* _Given data_

## Start

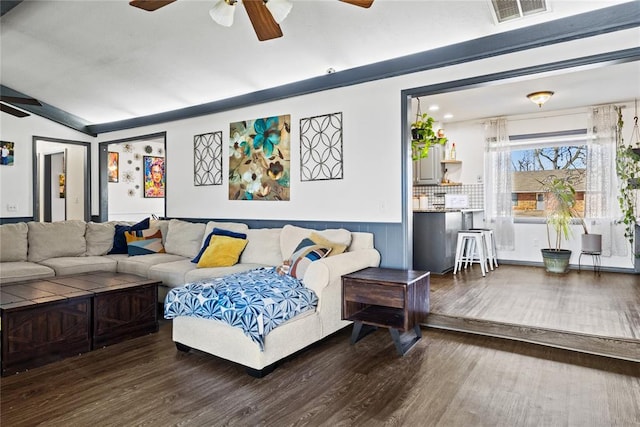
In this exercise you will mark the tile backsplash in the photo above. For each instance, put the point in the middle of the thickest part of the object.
(435, 194)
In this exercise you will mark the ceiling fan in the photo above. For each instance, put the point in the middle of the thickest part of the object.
(265, 15)
(6, 108)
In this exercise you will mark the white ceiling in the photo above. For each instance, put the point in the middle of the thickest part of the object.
(105, 61)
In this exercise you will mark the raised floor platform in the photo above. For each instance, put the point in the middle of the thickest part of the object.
(581, 311)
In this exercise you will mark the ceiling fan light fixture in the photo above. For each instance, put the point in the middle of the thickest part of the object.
(279, 9)
(222, 12)
(540, 97)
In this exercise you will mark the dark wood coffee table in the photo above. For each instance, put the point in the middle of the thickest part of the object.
(390, 298)
(48, 320)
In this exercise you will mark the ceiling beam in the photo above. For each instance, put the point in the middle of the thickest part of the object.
(48, 111)
(7, 5)
(610, 19)
(602, 21)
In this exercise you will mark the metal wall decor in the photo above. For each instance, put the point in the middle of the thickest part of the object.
(321, 147)
(207, 159)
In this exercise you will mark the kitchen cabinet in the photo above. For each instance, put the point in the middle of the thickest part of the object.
(435, 236)
(428, 171)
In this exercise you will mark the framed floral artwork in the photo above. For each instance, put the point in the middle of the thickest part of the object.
(259, 159)
(153, 176)
(113, 166)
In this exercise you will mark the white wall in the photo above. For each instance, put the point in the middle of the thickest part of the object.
(371, 188)
(126, 199)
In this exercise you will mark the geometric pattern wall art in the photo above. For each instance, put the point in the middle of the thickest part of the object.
(207, 159)
(259, 159)
(321, 147)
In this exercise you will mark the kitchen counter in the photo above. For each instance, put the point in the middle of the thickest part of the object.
(436, 210)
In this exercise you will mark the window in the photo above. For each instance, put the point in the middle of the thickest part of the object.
(533, 159)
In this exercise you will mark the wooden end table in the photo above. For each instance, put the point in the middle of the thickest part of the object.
(389, 298)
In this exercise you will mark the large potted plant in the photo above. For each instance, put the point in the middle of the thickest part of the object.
(423, 136)
(560, 211)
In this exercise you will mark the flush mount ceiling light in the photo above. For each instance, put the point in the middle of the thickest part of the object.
(540, 97)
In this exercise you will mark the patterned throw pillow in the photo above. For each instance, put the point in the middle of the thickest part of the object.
(143, 242)
(303, 257)
(120, 242)
(336, 248)
(216, 232)
(223, 251)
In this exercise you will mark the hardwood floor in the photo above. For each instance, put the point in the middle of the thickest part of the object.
(447, 379)
(607, 304)
(582, 311)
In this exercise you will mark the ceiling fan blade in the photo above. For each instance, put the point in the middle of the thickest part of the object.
(150, 5)
(362, 3)
(19, 100)
(265, 26)
(14, 112)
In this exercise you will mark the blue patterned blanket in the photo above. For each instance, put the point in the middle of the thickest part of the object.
(256, 301)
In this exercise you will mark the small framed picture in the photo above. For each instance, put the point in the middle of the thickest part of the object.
(113, 166)
(7, 153)
(153, 176)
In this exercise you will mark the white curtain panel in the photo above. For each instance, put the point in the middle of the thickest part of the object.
(498, 183)
(601, 205)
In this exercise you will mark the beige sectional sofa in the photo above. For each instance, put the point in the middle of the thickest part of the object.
(39, 250)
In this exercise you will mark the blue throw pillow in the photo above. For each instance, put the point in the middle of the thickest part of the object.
(217, 232)
(119, 240)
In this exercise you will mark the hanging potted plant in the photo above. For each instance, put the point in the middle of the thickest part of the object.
(560, 211)
(423, 136)
(628, 171)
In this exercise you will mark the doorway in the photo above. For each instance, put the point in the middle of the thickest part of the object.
(54, 201)
(61, 180)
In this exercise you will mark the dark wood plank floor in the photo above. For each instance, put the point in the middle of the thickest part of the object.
(447, 379)
(607, 304)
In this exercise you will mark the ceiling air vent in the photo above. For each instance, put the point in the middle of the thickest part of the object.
(506, 10)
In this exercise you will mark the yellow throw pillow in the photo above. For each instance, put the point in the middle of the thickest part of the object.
(336, 248)
(223, 251)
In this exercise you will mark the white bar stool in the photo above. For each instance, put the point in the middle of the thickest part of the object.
(470, 248)
(492, 254)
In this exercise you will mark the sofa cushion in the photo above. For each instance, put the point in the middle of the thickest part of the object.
(223, 251)
(336, 247)
(119, 240)
(171, 273)
(76, 265)
(216, 232)
(184, 238)
(236, 227)
(13, 242)
(56, 239)
(163, 225)
(292, 235)
(263, 247)
(140, 264)
(17, 271)
(209, 273)
(143, 242)
(303, 257)
(99, 237)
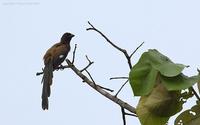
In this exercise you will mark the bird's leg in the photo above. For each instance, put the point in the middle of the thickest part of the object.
(61, 67)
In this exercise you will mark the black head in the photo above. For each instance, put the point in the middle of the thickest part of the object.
(66, 37)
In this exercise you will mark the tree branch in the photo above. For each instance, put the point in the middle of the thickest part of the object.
(123, 116)
(121, 88)
(100, 90)
(114, 45)
(118, 78)
(90, 63)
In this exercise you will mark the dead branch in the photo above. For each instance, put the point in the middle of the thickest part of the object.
(128, 57)
(100, 90)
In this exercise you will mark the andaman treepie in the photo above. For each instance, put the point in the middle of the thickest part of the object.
(52, 60)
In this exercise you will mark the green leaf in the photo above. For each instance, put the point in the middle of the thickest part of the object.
(179, 82)
(189, 117)
(146, 117)
(143, 75)
(170, 69)
(142, 79)
(163, 102)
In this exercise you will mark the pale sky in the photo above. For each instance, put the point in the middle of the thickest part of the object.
(29, 28)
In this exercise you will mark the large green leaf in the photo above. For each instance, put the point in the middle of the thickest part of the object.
(189, 117)
(143, 75)
(157, 107)
(179, 82)
(169, 69)
(143, 79)
(163, 102)
(146, 117)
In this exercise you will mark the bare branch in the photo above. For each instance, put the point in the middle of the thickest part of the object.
(110, 90)
(100, 90)
(114, 45)
(195, 93)
(90, 63)
(130, 114)
(121, 88)
(74, 53)
(90, 77)
(112, 78)
(123, 116)
(136, 49)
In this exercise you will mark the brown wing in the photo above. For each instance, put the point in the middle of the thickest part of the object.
(57, 53)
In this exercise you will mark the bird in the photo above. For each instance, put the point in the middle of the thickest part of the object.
(53, 58)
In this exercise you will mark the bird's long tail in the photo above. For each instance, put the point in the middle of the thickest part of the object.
(47, 81)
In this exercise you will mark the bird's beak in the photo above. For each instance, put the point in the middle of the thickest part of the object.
(72, 35)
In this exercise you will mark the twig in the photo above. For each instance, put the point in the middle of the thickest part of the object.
(115, 46)
(136, 49)
(100, 90)
(130, 114)
(90, 77)
(74, 53)
(90, 63)
(123, 116)
(195, 93)
(118, 78)
(110, 90)
(121, 88)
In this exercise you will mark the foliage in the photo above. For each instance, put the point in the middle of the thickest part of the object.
(159, 82)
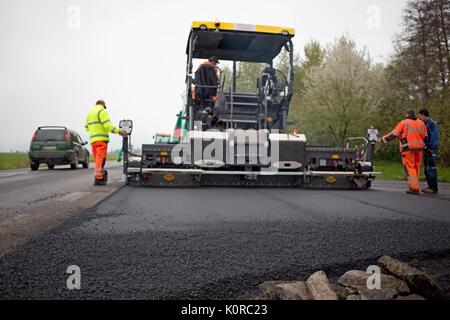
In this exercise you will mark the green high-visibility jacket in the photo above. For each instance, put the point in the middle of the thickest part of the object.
(99, 125)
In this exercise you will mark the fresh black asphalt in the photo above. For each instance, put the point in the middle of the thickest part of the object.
(221, 243)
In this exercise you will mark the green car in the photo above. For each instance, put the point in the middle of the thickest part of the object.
(57, 146)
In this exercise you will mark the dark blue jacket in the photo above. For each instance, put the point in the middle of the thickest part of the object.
(433, 134)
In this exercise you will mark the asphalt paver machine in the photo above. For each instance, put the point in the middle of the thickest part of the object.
(231, 138)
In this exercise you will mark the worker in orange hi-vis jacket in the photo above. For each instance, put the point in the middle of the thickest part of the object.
(412, 134)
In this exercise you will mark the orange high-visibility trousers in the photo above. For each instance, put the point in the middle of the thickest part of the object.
(99, 151)
(412, 161)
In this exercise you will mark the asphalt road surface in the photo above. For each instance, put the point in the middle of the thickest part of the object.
(211, 243)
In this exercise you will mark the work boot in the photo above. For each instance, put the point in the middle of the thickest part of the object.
(429, 191)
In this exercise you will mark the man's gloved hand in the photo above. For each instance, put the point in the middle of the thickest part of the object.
(123, 133)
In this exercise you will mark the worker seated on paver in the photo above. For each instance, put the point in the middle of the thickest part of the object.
(268, 82)
(206, 83)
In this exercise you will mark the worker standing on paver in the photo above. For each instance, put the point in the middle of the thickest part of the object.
(413, 136)
(430, 159)
(98, 124)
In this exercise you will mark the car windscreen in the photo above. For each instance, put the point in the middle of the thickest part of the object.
(50, 135)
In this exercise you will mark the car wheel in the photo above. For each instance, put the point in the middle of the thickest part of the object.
(75, 162)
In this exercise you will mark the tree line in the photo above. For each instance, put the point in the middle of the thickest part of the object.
(339, 85)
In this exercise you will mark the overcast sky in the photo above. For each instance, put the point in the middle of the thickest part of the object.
(58, 57)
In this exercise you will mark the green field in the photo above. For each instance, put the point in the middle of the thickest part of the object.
(394, 171)
(13, 161)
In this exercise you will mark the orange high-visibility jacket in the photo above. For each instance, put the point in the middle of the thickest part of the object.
(412, 134)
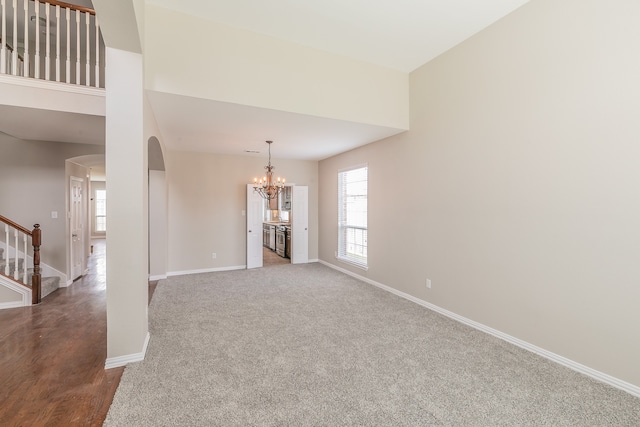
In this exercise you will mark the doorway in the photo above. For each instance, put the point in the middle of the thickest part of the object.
(76, 221)
(265, 226)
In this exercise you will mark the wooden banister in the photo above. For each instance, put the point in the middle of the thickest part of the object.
(10, 49)
(36, 282)
(36, 241)
(69, 6)
(16, 225)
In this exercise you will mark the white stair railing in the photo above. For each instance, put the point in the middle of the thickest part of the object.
(42, 39)
(20, 251)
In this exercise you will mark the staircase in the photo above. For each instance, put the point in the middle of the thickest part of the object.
(48, 284)
(20, 263)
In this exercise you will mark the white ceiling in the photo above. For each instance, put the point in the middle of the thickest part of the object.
(200, 125)
(399, 34)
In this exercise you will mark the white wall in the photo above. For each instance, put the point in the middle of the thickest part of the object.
(33, 184)
(127, 214)
(157, 224)
(204, 59)
(516, 189)
(207, 194)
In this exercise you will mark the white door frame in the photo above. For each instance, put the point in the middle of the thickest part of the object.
(255, 204)
(300, 224)
(76, 218)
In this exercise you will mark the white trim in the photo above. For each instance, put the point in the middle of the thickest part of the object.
(206, 270)
(600, 376)
(116, 362)
(45, 84)
(23, 291)
(12, 304)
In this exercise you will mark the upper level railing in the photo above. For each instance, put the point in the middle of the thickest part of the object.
(51, 40)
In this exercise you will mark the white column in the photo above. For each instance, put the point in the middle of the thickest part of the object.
(36, 65)
(27, 60)
(14, 54)
(67, 62)
(47, 50)
(127, 210)
(77, 47)
(87, 43)
(3, 45)
(57, 43)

## End

* _Stated exercise_
Locate "In this exercise you will mark the white door" in the material, then quote the line that contains it and all lines after it through the final one.

* _Answer below_
In this exercise you will mark the white door frame in the photo above. For each instance, put the point in the middle of the thickest part of the object.
(255, 204)
(300, 224)
(76, 218)
In this exercise you will mark the white trim in the photo above. For each instance, put the point in the middle of the thickest part of the object.
(206, 270)
(600, 376)
(116, 362)
(45, 84)
(23, 291)
(12, 304)
In this exercise you will mark the upper level railing in the photo above. For each instance, put the point in the middle of the thickest part of the object.
(51, 40)
In this exercise you will mark the white column in the photo above. For each instance, put the point in the middle of the thickest part of the object.
(36, 65)
(27, 60)
(14, 54)
(67, 62)
(47, 50)
(127, 210)
(77, 47)
(87, 43)
(3, 45)
(57, 43)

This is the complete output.